Instructions to follow >>
Give back every line of the data below unchanged, character for character.

Dataset >>
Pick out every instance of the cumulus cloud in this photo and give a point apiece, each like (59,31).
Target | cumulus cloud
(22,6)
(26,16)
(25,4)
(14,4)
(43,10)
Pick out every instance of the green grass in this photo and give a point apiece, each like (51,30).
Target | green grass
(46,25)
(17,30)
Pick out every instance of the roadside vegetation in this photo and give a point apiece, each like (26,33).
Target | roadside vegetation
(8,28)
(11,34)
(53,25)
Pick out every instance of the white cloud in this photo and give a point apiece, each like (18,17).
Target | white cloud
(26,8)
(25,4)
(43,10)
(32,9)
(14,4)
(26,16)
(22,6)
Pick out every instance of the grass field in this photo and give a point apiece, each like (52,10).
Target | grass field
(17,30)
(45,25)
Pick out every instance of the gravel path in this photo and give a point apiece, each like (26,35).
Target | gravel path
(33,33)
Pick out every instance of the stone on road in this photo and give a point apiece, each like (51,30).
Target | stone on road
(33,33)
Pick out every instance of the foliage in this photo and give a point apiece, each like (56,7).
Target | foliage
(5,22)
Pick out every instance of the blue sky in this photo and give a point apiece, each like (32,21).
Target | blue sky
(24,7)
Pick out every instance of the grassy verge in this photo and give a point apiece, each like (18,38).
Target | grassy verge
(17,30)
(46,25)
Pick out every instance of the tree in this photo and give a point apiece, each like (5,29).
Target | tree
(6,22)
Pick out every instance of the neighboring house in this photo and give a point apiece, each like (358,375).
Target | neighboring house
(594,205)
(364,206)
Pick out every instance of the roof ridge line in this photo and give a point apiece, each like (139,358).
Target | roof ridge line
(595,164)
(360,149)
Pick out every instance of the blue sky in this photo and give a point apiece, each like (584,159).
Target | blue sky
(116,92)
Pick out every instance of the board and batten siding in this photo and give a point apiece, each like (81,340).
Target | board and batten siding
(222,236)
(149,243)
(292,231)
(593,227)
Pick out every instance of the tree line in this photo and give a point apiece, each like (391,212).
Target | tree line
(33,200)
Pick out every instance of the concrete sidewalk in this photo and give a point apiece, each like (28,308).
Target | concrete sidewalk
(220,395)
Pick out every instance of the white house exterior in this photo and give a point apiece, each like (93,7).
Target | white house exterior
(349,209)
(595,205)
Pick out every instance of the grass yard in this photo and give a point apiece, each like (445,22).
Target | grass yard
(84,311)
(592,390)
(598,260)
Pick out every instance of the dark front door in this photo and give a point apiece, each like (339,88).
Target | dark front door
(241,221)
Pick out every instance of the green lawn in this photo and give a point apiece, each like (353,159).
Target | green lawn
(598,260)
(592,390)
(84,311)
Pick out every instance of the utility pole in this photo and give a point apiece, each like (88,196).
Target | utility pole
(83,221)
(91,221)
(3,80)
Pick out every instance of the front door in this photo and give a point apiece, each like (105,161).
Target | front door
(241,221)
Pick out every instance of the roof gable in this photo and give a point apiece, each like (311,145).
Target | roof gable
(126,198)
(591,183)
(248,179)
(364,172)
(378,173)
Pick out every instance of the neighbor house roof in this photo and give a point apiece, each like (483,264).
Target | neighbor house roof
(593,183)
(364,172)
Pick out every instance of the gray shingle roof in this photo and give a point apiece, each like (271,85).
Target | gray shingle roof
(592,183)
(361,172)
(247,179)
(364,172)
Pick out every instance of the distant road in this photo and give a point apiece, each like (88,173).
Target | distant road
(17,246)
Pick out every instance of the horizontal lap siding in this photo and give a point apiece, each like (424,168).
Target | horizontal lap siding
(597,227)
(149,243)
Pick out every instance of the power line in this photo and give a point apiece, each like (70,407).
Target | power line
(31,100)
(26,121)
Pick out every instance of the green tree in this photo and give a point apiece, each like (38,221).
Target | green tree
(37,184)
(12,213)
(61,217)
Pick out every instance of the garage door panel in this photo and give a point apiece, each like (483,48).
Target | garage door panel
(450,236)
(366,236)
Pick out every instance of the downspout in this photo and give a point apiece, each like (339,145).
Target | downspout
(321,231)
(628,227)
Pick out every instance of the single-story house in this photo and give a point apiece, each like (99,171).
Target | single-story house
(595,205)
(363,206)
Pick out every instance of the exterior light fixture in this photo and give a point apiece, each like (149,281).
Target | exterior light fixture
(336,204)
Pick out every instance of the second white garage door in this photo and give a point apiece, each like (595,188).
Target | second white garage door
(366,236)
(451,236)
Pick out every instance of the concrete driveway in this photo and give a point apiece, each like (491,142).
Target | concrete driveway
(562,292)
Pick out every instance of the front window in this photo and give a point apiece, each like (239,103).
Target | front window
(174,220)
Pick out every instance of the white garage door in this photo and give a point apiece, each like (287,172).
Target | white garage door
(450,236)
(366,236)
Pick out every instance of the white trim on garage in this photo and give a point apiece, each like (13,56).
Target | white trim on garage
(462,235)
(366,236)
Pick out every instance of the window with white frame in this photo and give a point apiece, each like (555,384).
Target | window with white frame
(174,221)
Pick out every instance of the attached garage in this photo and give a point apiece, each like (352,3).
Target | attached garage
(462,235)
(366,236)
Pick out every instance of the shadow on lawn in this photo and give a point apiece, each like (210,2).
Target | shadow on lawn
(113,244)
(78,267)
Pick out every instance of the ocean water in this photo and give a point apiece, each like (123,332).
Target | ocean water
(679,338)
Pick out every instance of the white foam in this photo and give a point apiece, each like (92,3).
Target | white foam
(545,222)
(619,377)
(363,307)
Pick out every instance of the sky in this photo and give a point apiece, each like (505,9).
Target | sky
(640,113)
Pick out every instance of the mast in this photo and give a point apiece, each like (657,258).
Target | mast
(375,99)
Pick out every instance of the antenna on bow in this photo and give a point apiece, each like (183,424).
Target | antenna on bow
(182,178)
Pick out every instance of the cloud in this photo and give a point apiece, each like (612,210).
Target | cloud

Response to this task >>
Pick out every instance of the cumulus cloud in this photo and give a point apiece, each like (59,31).
Target | cumulus cloud
(22,6)
(26,16)
(25,4)
(14,4)
(43,10)
Pick out every instance of the green grass in this photo and give a point apiece, each like (51,30).
Target | green grass
(46,25)
(17,30)
Pick out every instance of the roadside vegetation in this photo and give a point apiece, each like (26,33).
Target | roadside vegetation
(8,28)
(11,34)
(53,25)
Pick out every instance of the white cloud in this photo and give a point apiece, each like (18,17).
Target | white cloud
(26,8)
(25,4)
(43,10)
(32,9)
(14,4)
(26,16)
(22,6)
Pick out every instance of the grass field in this photo and give a point apiece, each like (52,10).
Target | grass field
(17,30)
(45,25)
Pick out every instance of the gravel path in this photo and give a point apiece, each like (26,35).
Target | gravel path
(33,33)
Pick out every instance of the stone on road in this photo and give a point apiece, each like (51,30).
Target | stone on road
(33,33)
Pick out every instance of the foliage in this photo and give a point apiece, each like (56,7).
Target | foliage
(5,22)
Pick out every instance of the blue sky in this photo and give a point apiece, each like (32,21).
Target | blue sky
(24,7)
Pick out every instance of the grassy verge in this photo and give a point apiece, each like (18,38).
Target | grassy verge
(17,30)
(46,25)
Pick out every instance of the tree in this photo and give a point apiece, each like (5,29).
Target | tree
(6,22)
Pick out every instance of the neighboring house in this photo and give a point apiece, each like (358,375).
Target | neighboring house
(594,205)
(364,206)
Pick out every instance of the roof ridge line in this photo and give a point apiece, each like (139,358).
Target | roof ridge line
(595,164)
(360,149)
Pick out every instance of the blue sky in this photo and give a point apiece, each like (584,159).
Target | blue sky
(116,92)
Pick out every instance of the board and batten siding in this photo and give a point apiece, each like (81,340).
Target | board and batten siding
(222,236)
(149,243)
(292,231)
(593,227)
Pick out every instance of the tree line in this photo and give a point apiece, each like (391,212).
Target | tree line
(33,200)
Pick out every instance of the concrete sidewalk in this photo and give a point apiece, each like (28,308).
Target | concrete sidewalk
(220,395)
Pick out every instance of the white house exterior in this photo and give a point apiece, each like (93,7).
Target | white house exterior
(349,209)
(595,205)
Pick out every instance of the grass yard in this photo and give a point apiece, each like (445,22).
Target | grass yard
(84,311)
(592,390)
(598,260)
Pick out every instance of the dark front door in this photo and give a point apiece, each like (339,88).
Target | dark front door
(241,221)
Pick out every instance of the green lawn in this photo and give a point apiece, each like (353,159).
Target | green lawn
(598,260)
(592,390)
(84,311)
Pick out every instance of the utility pole in this photo and give a point apiece, each like (88,196).
Target | utility pole
(83,221)
(91,221)
(3,80)
Pick out every instance of the front door in this photo and give a point apiece, each like (105,161).
Target | front door
(241,221)
Pick out every instance of the roof gable in this photo and give a point apiece, each like (311,145).
Target | roof gable
(126,198)
(591,183)
(248,179)
(364,172)
(378,173)
Pick out every instance of the neighbor house roof in this photo and give a point apiece, each like (483,264).
Target | neighbor house roof
(593,183)
(364,172)
Pick out every instance of the gray shingle roof in this photo and give a point apiece, each like (271,85).
Target | gray shingle roof
(592,183)
(361,172)
(247,179)
(364,172)
Pick out every instance of the distant road in this photo and give a point apiece, each like (88,173).
Target | distant road
(17,246)
Pick out every instance of the horizontal lap siding in this photo and give a point apiece, each like (424,168).
Target | horizontal lap siding
(597,227)
(149,243)
Pick out every instance of the power line in this photo and give a point apiece, each like (70,407).
Target | power line
(31,100)
(26,121)
Pick out every instance of the green tree in this photo and give a point apiece, each like (38,221).
Target | green tree
(37,184)
(12,213)
(61,217)
Pick out every instance of the garage door panel in this photo and give a point apiece, each like (483,48).
Target | garage door panel
(450,236)
(366,236)
Pick out every instance of the downspout in this photo and give a point apiece, each like (339,145).
Target | downspout
(321,231)
(628,227)
Pick out every instance of the single-story house in this photo and give a point apiece, each like (99,171).
Target | single-story house
(595,205)
(363,206)
Pick out every instance of the exterior light fixture in this photo and give a point apiece, each like (149,281).
Target | exterior light fixture
(336,204)
Pick out every instance of the second white garage door in this photo and give a point apiece, each like (595,188).
Target | second white garage door
(366,236)
(451,236)
Pick out every instance of the concrete driveway in this photo and give a point apiece, each like (491,142).
Target | concrete driveway
(562,292)
Pick out every instance of the front window in this photo and give a point apiece, each like (239,103).
Target | front window
(174,220)
Pick out every instance of the white garage door in this photo and give a point apiece, each like (287,172).
Target | white garage door
(450,236)
(366,236)
Pick out every instance of the white trim on garage in this photo and give a point apiece, each like (13,56).
Target | white trim on garage
(462,235)
(366,236)
Pick out every instance of the window with white frame in this photo and give a point apiece, each like (555,384).
Target | window with white frame
(174,221)
Pick out every instance of the attached garage in this photo and give a point apiece, each like (352,3).
Target | attached garage
(462,235)
(366,236)
Pick out every instance of the shadow on lawn in this photo and give a point apiece, each like (210,2).
Target | shadow on lawn
(113,244)
(78,267)
Pick out every instance of the ocean water in this photo and give a point apiece, each like (123,332).
Target | ocean water
(679,338)
Pick out every instance of the white foam in this photo and give a point apiece, each like (92,3).
Target | white foam
(545,222)
(619,377)
(363,307)
Pick out every instance of the sky in this photo and give a point apiece, each like (505,9).
Target | sky
(640,113)
Pick out every instance of the mast in this photo and give a point apiece, each like (657,258).
Target | mast
(375,99)
Pick out every instance of the antenna on bow in this photo and give a point apiece, each like (183,424).
Target | antenna on bow
(182,178)
Pick out every instance of the cloud in this photo and give a point apiece, each like (612,210).
Target | cloud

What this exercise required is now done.